> Reading passage
-=-=-=-=-
Ohms law proper usage question

[mark32]

Lets say you are trying to size a transformer and cabling for a LV landscape lighting install. You have 150 watts in bulbs so 150w/12v = 12.5a but look, this transformer has multiple taps so I can bump it up to 13v so 150w/13v = 11.5a. So that makes sense, more voltage = less amps, but wait. Lets find the resistance in the circuit 12v/12.5a = .96r so let's plug in 13v's here 13v/.96r = 13.5a. Why am I getting two different answers (11.5a vs 13.5a) to what is essentially the same question. I could use 13v/11.5a = 1.13r and then 13v/1.13r = 11.5a but which formula is right? More voltage is going to push more current through the circuit but why does the resistance change with regard to the voltage being applied?

 

[infinity]

The problem is your 150 watts is the rating at 12 volts only, when you use 13 volts the wattage will also be different. You should use the resistance to calculate the current. Also when you increase the voltage in a resistive circuit you also increase the current.

 

[Besoeker]

circuit but why does the resistance change with regard to the voltage being applied?
-=-=-=-=-
> Raw data
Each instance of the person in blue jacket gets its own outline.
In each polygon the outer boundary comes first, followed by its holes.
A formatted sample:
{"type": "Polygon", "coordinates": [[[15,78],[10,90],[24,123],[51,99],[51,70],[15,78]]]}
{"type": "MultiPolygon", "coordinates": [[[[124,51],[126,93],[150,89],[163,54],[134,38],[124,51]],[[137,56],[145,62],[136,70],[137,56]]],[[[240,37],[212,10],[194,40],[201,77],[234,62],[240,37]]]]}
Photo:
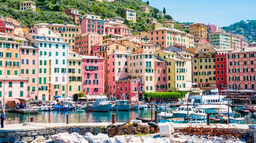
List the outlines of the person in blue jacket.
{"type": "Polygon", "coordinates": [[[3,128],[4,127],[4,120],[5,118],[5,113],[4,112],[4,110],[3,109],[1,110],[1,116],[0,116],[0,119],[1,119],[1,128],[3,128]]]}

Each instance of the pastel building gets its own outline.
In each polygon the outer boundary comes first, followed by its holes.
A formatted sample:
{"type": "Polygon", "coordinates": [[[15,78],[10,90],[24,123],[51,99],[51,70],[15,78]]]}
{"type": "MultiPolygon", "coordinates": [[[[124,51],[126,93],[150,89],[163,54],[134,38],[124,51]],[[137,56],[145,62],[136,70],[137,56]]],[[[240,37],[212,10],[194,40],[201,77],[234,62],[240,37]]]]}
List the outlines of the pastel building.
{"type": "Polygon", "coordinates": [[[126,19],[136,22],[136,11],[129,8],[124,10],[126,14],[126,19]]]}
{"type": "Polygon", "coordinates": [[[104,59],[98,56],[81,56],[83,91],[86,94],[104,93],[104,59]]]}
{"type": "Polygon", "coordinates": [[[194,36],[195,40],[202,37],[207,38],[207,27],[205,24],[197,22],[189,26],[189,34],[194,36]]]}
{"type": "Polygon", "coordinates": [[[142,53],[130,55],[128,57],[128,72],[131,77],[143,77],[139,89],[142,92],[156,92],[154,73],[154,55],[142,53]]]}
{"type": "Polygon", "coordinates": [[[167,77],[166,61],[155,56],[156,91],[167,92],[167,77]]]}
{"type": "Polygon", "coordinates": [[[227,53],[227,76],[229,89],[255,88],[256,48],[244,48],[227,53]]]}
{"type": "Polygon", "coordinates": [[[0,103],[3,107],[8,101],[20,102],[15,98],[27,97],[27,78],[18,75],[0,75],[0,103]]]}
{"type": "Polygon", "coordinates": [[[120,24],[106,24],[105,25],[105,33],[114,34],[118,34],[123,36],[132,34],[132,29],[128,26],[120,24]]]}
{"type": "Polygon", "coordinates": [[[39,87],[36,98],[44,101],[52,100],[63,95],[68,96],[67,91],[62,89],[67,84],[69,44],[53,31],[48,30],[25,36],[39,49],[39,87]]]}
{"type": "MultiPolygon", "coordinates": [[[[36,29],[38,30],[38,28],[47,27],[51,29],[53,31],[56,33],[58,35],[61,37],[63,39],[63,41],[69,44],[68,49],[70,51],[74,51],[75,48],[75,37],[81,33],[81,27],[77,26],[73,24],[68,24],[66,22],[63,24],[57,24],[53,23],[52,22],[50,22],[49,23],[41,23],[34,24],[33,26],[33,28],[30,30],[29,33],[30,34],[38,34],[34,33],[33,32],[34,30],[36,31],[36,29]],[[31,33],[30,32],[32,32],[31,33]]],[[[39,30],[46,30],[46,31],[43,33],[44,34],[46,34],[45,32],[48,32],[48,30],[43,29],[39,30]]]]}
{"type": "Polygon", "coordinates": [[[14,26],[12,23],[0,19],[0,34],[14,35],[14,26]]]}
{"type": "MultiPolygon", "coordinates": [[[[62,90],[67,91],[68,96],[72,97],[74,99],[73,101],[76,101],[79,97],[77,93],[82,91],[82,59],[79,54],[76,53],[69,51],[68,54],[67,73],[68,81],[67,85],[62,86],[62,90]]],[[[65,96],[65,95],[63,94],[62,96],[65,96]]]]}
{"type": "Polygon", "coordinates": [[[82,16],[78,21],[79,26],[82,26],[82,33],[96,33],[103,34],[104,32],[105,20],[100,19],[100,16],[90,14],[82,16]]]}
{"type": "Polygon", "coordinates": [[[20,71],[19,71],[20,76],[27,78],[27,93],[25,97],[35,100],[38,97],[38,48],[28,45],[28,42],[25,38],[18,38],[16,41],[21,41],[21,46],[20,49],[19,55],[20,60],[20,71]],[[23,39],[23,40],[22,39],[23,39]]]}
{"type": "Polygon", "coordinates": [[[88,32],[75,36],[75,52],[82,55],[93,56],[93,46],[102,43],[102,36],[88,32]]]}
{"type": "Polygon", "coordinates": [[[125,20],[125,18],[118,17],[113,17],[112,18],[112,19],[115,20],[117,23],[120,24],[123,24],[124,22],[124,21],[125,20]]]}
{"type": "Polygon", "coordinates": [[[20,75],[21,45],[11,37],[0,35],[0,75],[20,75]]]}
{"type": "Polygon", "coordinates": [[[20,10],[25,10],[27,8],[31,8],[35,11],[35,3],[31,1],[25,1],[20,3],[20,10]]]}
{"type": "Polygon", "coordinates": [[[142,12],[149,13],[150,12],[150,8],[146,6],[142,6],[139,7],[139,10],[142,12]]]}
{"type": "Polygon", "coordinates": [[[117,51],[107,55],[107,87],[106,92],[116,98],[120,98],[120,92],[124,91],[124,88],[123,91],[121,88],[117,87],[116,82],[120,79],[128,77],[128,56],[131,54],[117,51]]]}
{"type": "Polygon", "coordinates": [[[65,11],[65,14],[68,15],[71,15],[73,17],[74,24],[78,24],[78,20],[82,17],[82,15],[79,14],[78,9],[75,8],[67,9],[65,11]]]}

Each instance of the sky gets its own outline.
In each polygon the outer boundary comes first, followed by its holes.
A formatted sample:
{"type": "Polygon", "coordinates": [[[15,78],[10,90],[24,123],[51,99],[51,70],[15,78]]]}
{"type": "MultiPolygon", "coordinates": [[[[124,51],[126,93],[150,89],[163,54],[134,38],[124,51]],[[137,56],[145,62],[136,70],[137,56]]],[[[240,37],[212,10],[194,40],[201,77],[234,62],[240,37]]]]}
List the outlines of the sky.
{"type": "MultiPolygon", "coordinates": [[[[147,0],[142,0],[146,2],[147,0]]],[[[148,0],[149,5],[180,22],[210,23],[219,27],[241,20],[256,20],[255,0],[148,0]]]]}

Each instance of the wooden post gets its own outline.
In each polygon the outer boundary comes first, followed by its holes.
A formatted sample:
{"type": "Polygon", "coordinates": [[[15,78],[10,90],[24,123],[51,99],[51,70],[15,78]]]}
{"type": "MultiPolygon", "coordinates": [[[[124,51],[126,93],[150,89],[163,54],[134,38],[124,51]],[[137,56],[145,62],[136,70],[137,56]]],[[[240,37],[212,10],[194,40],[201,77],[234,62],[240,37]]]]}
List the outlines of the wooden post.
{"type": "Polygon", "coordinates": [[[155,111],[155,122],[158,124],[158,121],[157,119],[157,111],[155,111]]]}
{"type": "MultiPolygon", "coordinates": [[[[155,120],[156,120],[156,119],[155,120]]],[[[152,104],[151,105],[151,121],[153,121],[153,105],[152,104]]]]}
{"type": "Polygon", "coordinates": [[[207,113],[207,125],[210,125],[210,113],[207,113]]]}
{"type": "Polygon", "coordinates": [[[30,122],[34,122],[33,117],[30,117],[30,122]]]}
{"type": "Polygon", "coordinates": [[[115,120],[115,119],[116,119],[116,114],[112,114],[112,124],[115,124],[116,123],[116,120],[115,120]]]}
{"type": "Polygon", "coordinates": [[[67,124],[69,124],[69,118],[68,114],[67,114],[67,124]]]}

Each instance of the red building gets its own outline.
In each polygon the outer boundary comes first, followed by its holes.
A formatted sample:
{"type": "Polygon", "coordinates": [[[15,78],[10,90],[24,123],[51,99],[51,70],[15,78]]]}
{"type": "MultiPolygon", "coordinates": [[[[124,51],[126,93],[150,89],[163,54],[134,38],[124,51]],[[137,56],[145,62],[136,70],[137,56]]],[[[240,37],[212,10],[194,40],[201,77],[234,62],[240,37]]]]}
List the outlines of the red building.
-=-=-=-=-
> Task list
1. Reproduce word for word everything in the Ohm's law thread above, from "The problem is" down to "increase the current.".
2. List the usernames of all participants who appear in the Ohm's law thread above.
3. Answer these questions using the Ohm's law thread above:
(a) How many watts in bulbs does the first post assume for the lighting install?
(b) According to the reply from infinity, at what voltage does the 150-watt rating apply?
(c) What resistance does the first post calculate from 12v and 12.5a?

> Solutions in order
1.
The problem is your 150 watts is the rating at 12 volts only, when you use 13 volts the wattage will also be different. You should use the resistance to calculate the current. Also when you increase the voltage in a resistive circuit you also increase the current.

2. mark32, infinity, Besoeker

3.
(a) 150 watts
(b) 12 volts only
(c) .96r